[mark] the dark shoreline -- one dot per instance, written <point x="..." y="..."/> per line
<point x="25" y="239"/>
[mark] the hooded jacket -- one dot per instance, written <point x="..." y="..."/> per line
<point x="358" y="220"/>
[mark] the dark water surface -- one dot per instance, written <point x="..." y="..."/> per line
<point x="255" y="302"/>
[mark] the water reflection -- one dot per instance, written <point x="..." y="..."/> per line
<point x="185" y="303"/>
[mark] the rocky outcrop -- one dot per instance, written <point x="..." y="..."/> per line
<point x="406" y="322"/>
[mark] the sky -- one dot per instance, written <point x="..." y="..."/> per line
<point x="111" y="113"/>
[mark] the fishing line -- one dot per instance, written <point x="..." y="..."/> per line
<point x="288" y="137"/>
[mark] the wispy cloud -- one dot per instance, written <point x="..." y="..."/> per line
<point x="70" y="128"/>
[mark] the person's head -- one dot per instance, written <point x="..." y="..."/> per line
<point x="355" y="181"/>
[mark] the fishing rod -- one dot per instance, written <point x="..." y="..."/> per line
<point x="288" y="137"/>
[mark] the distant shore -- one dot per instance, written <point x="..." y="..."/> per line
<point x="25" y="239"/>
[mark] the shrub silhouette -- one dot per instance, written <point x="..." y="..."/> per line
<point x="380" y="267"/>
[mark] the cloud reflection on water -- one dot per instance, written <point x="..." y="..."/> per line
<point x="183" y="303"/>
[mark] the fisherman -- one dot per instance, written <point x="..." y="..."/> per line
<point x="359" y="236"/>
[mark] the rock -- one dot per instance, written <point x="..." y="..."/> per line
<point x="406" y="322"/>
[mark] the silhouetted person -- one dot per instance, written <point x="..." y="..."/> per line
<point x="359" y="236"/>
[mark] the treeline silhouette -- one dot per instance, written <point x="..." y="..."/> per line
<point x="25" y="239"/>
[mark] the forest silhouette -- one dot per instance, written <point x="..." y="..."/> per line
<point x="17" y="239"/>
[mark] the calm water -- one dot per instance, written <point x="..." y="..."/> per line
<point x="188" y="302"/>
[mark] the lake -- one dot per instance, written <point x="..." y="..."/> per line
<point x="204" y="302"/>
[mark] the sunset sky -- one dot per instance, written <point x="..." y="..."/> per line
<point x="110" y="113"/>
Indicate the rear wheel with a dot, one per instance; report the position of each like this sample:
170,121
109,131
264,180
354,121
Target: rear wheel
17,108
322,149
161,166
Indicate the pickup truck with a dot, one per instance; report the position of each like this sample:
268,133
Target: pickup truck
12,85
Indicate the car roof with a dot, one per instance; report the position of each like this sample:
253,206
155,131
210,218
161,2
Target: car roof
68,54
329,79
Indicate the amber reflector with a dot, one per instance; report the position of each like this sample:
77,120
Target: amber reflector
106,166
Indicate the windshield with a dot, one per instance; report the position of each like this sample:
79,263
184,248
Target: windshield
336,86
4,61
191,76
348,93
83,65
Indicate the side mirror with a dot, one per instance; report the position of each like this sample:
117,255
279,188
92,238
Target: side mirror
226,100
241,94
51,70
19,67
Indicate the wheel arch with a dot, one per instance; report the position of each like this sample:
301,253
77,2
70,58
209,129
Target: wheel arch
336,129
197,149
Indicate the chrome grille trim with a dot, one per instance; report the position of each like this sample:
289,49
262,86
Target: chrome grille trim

= Task =
A single figure is the whole answer: the number of lines in the material above that contain "each".

= Answer space =
8